* _DIRECTIONS_
Print verbatim every line starting at the one that contains "Q: In the photo above, point to the white pole;" and ending at the final line of the records; include both endpoints.

* _DATA ROWS_
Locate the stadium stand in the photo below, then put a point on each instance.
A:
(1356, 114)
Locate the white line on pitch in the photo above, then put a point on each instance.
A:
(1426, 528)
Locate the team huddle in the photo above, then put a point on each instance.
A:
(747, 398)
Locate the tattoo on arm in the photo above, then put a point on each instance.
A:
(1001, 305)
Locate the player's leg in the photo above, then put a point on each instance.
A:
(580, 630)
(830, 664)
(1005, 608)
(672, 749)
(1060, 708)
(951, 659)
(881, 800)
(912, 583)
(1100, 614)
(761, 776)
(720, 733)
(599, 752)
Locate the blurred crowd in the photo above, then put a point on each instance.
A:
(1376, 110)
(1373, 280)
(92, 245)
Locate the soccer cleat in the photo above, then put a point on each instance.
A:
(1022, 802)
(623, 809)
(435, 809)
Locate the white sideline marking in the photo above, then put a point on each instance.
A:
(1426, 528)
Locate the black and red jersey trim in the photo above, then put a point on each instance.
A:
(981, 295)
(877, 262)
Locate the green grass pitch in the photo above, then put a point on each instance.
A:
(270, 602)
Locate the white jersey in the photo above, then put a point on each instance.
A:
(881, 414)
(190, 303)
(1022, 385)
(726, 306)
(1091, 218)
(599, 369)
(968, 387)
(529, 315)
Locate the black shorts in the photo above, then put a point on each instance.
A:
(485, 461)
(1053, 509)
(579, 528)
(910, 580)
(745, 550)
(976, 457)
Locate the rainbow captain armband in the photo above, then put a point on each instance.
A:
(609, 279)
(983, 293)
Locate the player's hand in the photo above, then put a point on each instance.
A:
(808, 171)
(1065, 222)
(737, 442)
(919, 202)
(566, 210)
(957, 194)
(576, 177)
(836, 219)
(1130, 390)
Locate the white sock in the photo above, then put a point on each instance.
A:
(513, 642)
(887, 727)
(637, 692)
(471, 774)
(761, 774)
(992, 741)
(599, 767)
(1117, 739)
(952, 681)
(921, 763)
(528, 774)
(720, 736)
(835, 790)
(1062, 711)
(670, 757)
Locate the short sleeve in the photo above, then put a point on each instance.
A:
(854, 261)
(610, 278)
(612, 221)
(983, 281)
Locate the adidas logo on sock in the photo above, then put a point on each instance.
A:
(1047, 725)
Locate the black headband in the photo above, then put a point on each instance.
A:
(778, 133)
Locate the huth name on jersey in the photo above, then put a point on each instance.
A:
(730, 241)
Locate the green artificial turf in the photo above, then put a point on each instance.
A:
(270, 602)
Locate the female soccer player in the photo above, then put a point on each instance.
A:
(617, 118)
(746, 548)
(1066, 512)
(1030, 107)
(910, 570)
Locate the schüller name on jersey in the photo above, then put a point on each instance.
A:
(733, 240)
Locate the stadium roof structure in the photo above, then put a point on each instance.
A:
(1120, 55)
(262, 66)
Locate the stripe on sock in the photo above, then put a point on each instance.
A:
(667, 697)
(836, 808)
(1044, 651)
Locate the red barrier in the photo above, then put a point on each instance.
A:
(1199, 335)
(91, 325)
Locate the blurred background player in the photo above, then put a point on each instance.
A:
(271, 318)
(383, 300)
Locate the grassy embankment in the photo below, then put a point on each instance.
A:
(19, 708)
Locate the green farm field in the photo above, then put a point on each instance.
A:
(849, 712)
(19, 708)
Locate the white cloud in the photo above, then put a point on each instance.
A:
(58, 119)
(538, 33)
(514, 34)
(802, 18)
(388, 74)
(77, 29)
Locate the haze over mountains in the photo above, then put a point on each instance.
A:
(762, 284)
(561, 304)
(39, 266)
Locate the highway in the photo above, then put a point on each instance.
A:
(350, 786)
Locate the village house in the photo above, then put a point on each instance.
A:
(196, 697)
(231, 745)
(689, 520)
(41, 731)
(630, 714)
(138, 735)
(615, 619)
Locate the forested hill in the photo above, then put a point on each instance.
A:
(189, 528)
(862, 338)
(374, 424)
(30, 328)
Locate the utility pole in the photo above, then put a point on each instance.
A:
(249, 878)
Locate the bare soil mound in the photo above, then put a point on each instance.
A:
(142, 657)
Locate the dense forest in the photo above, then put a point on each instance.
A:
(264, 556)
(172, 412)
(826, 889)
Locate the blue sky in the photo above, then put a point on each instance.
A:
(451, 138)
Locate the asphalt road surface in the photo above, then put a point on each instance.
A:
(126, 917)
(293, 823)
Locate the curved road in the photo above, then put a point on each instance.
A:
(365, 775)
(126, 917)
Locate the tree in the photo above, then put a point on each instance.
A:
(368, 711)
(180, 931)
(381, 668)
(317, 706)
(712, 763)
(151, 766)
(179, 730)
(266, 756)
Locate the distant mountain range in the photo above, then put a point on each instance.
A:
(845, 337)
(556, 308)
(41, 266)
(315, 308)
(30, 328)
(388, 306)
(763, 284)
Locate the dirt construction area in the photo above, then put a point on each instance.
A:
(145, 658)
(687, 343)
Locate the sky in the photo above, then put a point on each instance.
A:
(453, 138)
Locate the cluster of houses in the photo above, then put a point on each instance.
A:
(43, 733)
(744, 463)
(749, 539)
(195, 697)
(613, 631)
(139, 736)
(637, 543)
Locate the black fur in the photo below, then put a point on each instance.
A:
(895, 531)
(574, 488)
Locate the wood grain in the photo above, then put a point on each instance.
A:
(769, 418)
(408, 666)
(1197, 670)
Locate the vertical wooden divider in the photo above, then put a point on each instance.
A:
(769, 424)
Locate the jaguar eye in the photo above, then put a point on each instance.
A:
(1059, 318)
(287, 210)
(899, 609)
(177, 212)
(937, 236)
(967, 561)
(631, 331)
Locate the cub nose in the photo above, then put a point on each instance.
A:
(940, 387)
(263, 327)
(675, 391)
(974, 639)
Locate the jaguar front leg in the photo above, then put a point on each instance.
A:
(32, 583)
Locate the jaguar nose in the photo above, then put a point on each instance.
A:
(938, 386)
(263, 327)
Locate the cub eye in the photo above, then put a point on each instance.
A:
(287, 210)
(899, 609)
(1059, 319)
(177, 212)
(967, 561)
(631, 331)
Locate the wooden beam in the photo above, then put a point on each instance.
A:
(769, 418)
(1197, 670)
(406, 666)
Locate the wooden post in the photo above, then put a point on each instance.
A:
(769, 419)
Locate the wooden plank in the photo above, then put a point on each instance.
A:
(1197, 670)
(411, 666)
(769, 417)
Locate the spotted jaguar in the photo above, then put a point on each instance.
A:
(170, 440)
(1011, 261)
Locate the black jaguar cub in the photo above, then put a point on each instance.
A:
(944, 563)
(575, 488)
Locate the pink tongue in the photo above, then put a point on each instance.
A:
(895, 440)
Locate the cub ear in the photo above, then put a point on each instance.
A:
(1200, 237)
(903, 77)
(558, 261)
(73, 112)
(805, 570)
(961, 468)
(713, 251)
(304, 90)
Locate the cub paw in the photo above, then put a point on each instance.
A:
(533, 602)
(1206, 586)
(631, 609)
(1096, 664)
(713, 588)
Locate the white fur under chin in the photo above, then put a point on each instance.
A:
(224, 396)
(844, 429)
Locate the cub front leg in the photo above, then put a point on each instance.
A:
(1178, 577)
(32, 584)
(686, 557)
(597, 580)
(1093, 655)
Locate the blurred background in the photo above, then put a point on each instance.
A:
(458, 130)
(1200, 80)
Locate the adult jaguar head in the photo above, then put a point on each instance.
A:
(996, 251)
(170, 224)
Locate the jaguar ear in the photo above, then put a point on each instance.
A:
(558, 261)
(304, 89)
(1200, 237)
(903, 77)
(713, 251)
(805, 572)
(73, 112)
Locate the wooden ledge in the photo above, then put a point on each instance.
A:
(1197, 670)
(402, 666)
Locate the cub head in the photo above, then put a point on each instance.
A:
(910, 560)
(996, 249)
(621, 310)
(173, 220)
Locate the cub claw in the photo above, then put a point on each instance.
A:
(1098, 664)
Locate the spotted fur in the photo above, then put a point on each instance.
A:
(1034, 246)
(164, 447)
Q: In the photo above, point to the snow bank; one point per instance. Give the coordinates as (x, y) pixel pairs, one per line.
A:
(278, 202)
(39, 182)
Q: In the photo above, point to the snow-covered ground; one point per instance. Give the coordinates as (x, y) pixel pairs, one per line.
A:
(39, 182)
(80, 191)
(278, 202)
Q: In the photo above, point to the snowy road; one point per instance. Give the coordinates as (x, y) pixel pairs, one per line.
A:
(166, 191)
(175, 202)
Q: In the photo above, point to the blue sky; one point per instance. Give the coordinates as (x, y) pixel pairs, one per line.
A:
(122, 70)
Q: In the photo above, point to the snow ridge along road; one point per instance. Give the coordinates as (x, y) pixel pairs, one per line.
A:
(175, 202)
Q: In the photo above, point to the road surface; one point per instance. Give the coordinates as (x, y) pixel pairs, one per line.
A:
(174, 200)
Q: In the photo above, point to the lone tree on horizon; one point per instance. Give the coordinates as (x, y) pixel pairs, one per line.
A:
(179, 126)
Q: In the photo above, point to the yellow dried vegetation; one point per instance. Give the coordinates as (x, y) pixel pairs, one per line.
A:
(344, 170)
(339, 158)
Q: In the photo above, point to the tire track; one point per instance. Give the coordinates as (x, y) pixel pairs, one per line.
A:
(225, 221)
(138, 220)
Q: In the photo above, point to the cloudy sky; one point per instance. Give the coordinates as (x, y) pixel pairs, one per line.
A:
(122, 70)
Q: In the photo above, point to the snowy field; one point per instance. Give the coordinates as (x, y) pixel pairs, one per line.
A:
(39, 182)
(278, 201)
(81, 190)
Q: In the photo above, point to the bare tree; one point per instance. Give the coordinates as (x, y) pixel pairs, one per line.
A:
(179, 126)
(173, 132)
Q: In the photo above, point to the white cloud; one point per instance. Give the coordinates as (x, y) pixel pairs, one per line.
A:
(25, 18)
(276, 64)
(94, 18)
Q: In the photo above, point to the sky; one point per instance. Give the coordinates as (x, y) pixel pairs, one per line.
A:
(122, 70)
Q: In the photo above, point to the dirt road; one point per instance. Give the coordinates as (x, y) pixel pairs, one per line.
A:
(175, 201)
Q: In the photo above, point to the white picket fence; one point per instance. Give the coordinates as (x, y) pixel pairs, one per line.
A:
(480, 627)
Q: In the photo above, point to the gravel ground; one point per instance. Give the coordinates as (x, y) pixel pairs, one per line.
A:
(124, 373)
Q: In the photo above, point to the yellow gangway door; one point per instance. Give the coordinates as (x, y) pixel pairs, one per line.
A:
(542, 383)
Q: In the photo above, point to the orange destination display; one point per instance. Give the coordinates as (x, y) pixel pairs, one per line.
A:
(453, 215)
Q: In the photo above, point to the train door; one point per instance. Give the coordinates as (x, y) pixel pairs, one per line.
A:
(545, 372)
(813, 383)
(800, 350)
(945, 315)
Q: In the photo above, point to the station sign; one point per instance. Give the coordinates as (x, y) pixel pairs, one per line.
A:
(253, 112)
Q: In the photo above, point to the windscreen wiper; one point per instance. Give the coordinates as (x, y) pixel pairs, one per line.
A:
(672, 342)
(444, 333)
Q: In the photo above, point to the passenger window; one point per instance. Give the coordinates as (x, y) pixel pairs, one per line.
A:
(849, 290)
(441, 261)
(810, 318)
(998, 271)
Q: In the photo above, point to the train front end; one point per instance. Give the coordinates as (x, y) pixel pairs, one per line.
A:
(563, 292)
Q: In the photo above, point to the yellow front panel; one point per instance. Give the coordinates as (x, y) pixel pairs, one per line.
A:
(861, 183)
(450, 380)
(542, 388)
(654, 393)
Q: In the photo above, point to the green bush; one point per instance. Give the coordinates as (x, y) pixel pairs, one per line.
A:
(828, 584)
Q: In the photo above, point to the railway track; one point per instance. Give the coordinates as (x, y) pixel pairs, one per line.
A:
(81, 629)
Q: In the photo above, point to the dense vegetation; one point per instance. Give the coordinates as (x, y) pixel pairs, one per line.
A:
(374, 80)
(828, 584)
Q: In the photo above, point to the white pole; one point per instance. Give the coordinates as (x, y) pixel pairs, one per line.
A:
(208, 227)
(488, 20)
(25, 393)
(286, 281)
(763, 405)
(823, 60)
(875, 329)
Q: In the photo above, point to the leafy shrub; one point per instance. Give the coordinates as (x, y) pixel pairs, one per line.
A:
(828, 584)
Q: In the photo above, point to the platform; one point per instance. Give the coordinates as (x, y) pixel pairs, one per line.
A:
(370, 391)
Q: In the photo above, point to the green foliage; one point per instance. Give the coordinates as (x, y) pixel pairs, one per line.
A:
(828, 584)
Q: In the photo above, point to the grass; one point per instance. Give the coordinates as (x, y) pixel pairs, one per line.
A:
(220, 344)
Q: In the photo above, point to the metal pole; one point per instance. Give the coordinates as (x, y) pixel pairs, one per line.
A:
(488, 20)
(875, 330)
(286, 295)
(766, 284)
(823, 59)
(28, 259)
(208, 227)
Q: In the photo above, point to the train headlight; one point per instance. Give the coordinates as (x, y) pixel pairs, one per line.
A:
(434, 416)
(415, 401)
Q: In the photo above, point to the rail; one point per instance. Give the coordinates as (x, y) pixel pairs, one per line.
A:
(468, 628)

* _EXPECTED OUTPUT_
Q: In the photo above, point to the white pole; one point per instance. Give the coordinates as (x, y) pixel pairs, one per line.
A:
(208, 227)
(488, 20)
(25, 393)
(286, 281)
(763, 405)
(823, 60)
(875, 329)
Q: In the photo above, point to the leafy shrub; one point per instance. Give the coordinates as (x, y) pixel pairs, one per line.
A:
(828, 584)
Q: In the photo above, point to the platform; one point per instance. Give the coordinates as (x, y) pixel pairs, one per line.
A:
(370, 391)
Q: In the photo above, point to the green foliage; one point per instance. Give the coordinates as (x, y) pixel pairs, one per line.
A:
(828, 584)
Q: In the photo above, point to the grass; one point per instance. Give the coordinates as (x, y) pixel pairs, one per line.
A:
(220, 344)
Q: In the photo above, point to the metal pole; one point per instance. Give the coordinates as (x, y) pixel pairs, one per line.
A:
(488, 20)
(875, 330)
(286, 295)
(766, 284)
(823, 59)
(28, 259)
(208, 227)
Q: In the photo above, point to the train headlight; one point per instance. Give the coordinates as (x, y) pixel pairs, one per line.
A:
(434, 416)
(415, 401)
Q: In the photo above, point to the rail; one point per instance. Give the coordinates as (x, y) pixel pairs, one per line.
A:
(468, 628)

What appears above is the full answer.